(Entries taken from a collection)
-*-*-

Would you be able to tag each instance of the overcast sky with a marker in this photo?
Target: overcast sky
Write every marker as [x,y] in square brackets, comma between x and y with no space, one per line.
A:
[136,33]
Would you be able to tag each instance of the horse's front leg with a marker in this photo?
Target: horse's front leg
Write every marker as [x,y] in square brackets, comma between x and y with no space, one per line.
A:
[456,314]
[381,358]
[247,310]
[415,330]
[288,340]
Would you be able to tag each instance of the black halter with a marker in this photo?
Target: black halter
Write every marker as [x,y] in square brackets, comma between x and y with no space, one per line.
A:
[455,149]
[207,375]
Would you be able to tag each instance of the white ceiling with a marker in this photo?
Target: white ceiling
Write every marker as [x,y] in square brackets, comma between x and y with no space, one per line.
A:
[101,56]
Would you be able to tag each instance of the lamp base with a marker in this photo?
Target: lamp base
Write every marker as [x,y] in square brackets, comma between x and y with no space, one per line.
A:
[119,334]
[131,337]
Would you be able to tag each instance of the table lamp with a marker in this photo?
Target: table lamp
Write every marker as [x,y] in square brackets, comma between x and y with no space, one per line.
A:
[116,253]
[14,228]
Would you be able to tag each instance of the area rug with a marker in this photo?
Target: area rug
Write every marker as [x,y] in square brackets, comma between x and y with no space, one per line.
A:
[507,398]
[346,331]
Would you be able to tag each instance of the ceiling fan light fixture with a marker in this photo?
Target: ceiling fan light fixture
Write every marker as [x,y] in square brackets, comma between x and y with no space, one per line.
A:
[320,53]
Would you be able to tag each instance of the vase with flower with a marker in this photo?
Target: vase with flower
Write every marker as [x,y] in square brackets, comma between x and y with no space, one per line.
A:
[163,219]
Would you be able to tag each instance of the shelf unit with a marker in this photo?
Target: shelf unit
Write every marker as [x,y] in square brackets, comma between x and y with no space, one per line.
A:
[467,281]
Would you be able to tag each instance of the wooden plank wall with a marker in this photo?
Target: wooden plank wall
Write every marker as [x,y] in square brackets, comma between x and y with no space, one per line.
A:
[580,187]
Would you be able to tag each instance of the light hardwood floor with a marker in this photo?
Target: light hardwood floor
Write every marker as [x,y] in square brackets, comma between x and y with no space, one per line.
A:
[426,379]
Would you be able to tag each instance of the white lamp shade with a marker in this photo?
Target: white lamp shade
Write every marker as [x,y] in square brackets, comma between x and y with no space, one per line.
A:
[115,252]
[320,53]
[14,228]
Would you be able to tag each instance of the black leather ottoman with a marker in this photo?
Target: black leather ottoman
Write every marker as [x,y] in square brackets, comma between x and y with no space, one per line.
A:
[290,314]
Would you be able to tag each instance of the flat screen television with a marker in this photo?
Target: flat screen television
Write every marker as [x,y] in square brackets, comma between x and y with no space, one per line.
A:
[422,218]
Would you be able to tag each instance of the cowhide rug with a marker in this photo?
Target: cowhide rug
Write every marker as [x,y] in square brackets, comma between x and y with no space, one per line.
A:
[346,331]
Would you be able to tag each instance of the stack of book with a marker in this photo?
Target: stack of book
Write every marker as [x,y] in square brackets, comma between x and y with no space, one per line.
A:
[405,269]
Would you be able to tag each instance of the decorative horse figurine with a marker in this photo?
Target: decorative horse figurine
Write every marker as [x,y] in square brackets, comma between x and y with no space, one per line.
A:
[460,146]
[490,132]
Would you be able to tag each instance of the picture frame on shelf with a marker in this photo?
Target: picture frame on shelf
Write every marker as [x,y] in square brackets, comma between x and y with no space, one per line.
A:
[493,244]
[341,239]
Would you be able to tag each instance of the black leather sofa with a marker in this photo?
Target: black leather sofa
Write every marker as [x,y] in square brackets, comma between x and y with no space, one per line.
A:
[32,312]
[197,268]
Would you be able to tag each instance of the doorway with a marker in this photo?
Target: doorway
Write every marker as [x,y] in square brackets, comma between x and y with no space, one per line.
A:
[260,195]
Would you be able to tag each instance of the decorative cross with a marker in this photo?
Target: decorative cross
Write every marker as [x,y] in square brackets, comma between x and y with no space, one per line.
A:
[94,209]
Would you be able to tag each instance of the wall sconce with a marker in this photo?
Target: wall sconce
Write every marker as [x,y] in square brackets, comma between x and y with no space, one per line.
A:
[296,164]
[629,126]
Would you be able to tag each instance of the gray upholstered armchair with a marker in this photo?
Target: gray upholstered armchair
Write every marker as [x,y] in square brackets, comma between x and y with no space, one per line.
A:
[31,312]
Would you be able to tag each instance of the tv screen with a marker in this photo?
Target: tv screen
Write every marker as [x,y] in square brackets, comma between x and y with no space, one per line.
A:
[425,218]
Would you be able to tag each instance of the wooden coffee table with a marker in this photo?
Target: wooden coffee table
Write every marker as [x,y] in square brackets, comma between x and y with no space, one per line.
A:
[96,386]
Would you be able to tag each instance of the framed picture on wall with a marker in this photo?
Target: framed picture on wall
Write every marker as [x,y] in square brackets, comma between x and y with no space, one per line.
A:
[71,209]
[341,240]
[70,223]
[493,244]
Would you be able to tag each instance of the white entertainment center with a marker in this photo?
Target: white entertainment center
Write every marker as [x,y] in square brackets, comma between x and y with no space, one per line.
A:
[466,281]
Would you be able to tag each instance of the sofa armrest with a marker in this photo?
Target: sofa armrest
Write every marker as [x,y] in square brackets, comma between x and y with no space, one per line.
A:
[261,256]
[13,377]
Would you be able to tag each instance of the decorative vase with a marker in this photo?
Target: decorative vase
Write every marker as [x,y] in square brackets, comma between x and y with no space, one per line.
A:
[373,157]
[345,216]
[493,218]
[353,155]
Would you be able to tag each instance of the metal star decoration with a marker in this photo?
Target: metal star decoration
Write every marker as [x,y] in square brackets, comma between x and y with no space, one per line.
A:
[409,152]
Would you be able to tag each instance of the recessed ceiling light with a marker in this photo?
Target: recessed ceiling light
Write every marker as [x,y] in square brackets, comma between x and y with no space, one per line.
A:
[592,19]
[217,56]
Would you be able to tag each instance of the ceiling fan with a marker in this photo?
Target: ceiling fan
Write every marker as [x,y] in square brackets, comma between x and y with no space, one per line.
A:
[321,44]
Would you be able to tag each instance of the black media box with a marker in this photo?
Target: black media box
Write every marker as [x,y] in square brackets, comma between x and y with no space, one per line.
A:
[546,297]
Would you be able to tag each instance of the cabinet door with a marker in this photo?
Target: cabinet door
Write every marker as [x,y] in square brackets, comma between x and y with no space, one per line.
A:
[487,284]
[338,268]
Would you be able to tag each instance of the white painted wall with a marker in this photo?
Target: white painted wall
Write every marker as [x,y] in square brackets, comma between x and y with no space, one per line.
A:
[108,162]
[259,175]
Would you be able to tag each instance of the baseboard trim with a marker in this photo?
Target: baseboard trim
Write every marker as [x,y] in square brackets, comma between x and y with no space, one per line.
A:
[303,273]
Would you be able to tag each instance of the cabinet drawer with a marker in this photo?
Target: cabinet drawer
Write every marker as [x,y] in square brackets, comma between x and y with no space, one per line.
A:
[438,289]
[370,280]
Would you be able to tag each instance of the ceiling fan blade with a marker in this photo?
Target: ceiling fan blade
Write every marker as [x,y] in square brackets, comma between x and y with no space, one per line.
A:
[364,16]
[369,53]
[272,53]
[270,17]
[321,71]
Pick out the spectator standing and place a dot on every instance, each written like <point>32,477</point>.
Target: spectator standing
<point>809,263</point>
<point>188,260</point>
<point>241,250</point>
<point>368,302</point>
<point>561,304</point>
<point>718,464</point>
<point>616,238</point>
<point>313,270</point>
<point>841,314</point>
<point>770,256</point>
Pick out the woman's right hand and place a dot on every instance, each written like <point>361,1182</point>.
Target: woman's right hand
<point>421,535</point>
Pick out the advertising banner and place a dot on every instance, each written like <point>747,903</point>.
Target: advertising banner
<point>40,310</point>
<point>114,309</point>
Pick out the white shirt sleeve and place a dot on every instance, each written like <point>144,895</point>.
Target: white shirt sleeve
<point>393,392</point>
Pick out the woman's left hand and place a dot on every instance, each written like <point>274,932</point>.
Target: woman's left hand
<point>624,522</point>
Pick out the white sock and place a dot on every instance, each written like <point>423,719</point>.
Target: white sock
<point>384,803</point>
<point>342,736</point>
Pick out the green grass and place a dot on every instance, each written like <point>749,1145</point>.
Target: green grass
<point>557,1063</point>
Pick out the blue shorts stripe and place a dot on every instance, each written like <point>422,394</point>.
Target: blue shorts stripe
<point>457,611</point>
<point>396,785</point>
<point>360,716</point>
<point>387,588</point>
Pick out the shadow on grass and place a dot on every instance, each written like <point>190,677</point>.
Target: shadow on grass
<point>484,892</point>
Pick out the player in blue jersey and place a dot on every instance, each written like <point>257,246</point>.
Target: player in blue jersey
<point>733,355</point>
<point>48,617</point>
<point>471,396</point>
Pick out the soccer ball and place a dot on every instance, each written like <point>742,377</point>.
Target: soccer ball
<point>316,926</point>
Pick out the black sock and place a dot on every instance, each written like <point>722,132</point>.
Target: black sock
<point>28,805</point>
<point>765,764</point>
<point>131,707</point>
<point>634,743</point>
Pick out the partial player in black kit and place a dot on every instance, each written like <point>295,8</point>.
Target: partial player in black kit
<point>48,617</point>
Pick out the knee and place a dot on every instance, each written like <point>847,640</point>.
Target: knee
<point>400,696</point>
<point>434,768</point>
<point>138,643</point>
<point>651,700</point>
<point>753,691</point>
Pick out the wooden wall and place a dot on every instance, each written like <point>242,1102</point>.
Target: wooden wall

-*-*-

• _Problem statement_: In the entries above, some lines may contain the string "cowhide"; report how many, without additional comment.

• _Task result_: 2